To-do list:
1. Rewrite the part of the Thoreau journal excerpt starting with "Late faint chewink" and going on through "Chewink  (Rufous-sided Towhee)", putting "thicket" in place of "shrubbery".
2. Write out the rows word for word, starting with the line with "of the shingle" and going on through the last line of the rows. Leave the pictures out.

Beside the young oak and the sprouts, poke-weed, erechthites, and this corydalis even are common there. How far is this due to the fire, aside from the clearing? 

Was not the fireweed seed sown by the wind last fall, blown into the woods, where there was a lull which caused it to settle? Perhaps it is fitted to escape or resist fire. The wind which the fire creates may, perchance, lift it again out of harm's way.

The Asclepias obtusifolia is turned yellow. I see its often perfectly upright slender pod five inches long. It soon bursts in my chamber and shows its beautiful straw- colored lining. A fairy-like casket, shaped like a canoe, with its closely packed imbricated brown seeds, with their yet compressed silvery parachutes like finest unsoiled silk in the right position above them, ready to be wafted some dry and breezy day to their destined places. 

On top of Cliff, behind the big stump, a yellow white goldenrod, var. concolor, which Gray refers to Pennsylvania, apparently with the common. That is a great place for white goldenrod, now in its prime and swarming with honey-bees. 

Scare up turtle doves in the stubble. Uva-ursi berries quite ripe. 

Find, for first time in Concord, Solanum nigrum, berries apparently just ripe, by a rock northwest of corydalis. Thus I have within a week found in Concord two of the new plants I found up-country. Such is the advantage of going abroad, — to enable [you] to detect your own plants. I detected them first abroad, because there I was looking for the strange

It is a warm and very hazy day, with wreaths of mist in horizon.

See, in the cow-killer on railroad, a small mountain-ash naturalized!

H. D. Thoreau, Journal, September 21, 1856

Late faint chewink notes in the shrubbery . . . See September 21, 1854 (" Hear the chewink and the cluck of the thrasher."); September 19, 1858 ("Hear a chewink’s chewink. But how ineffectual is the note of a bird now! We hear it as if we heard it not, and forget it immediately.") See also A Book of the Seasons,  by Henry Thoreau, the Chewink  (Rufous-sided Towhee)

Information given:

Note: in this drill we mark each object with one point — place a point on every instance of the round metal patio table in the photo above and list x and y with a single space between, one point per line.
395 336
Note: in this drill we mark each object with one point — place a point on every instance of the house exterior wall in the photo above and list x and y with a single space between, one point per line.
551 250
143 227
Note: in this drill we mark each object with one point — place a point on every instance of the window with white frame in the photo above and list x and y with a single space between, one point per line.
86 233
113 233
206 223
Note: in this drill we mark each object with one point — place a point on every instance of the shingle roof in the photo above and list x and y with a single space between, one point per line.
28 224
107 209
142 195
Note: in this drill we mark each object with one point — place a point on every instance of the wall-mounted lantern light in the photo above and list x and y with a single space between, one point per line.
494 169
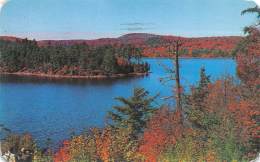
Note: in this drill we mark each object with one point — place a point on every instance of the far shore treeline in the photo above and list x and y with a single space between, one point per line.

Final answers:
1.
Late faint chewink notes in the thicket . . . See September 21, 1854 (" Hear the chewink and the cluck of the thrasher."); September 19, 1858 ("Hear a chewink’s chewink. But how ineffectual is the note of a bird now! We hear it as if we heard it not, and forget it immediately.") See also A Book of the Seasons,  by Henry Thoreau, the Chewink  (Rufous-sided Towhee)

2.
Note: in this drill we mark each object with one point — place a point on every instance of the shingle roof in the photo above and list x and y with a single space between, one point per line.
28 224
107 209
142 195
Note: in this drill we mark each object with one point — place a point on every instance of the wall-mounted lantern light in the photo above and list x and y with a single space between, one point per line.
494 169
Note: in this drill we mark each object with one point — place a point on every instance of the far shore treeline in the photo above and list x and y with a single space between, one point per line.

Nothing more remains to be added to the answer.